*Exercise brief*.
Rewrite the part of the data that opens at its start and closes with the line containing "left=346, top=133, right=448, bottom=198", keeping the requests. Shift every bounding box coordinate in the answers by adding 51 to it, and leave the format samples unchanged.

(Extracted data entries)
============================================================

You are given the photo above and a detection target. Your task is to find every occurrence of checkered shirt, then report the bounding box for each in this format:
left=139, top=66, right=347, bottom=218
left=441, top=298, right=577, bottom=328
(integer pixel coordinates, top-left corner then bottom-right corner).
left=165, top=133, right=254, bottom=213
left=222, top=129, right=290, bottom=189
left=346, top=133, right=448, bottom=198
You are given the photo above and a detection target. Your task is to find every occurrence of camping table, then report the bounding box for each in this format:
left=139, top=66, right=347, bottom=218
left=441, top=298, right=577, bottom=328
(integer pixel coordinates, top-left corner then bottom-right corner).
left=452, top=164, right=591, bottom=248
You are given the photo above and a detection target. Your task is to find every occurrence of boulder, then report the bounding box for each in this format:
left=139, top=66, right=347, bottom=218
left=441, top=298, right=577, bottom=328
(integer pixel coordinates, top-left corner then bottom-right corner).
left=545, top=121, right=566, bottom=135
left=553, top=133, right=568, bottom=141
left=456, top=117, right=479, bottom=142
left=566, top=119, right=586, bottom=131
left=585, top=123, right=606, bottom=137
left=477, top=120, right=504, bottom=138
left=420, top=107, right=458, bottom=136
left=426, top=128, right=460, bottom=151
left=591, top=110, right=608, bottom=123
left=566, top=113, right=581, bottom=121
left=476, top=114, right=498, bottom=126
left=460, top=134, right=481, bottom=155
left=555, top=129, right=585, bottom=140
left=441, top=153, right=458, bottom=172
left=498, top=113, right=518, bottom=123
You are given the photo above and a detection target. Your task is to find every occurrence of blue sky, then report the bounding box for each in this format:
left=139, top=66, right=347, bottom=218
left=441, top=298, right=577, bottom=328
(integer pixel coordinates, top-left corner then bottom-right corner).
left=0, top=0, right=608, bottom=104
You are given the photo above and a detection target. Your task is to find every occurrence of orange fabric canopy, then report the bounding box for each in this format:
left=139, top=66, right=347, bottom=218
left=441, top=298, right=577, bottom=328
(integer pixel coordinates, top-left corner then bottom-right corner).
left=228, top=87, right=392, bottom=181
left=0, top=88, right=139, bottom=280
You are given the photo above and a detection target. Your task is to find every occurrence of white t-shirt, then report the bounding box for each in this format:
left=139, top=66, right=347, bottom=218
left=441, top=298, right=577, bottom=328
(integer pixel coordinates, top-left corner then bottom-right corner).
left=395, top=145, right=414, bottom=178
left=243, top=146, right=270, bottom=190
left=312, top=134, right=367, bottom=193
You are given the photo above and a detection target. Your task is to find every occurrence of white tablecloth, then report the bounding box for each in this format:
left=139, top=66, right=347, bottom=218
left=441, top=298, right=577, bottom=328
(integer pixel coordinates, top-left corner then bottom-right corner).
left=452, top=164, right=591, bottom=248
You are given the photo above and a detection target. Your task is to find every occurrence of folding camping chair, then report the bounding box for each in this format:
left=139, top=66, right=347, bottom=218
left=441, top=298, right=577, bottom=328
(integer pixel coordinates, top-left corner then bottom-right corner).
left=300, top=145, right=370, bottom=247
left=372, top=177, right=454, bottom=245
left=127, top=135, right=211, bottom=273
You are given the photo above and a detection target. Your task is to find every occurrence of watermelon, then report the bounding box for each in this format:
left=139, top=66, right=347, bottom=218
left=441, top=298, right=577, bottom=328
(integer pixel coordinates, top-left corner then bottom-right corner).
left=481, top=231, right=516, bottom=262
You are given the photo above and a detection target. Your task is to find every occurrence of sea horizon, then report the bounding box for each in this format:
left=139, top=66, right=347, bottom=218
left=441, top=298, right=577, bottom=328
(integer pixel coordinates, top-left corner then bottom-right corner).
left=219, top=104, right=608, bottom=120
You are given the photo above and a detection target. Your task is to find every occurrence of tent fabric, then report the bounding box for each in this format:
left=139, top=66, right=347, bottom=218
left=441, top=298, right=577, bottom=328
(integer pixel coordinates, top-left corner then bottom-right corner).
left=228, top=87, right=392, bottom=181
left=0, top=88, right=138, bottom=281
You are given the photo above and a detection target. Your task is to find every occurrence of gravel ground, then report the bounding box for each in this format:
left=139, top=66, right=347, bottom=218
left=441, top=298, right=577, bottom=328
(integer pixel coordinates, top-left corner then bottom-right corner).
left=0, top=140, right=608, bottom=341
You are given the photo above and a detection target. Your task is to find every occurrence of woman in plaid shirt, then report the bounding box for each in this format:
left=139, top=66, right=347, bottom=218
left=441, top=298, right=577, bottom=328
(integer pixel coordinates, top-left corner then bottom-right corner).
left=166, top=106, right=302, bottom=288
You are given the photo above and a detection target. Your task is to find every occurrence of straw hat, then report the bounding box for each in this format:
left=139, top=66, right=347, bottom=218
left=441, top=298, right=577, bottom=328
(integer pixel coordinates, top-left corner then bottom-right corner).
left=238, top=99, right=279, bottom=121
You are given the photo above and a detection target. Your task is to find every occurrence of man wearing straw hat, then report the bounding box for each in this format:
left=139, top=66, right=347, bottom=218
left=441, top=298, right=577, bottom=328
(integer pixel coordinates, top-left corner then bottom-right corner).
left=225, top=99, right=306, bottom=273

============================================================

*Response to this exercise*.
You are given the photo above and a detection target. Your task is to find every occurrence of checkered shirt, then report the bounding box for each in this format:
left=139, top=66, right=347, bottom=218
left=441, top=298, right=577, bottom=328
(integer pixel coordinates, top-left corner then bottom-right corner).
left=216, top=184, right=305, bottom=264
left=273, top=180, right=341, bottom=240
left=397, top=184, right=499, bottom=249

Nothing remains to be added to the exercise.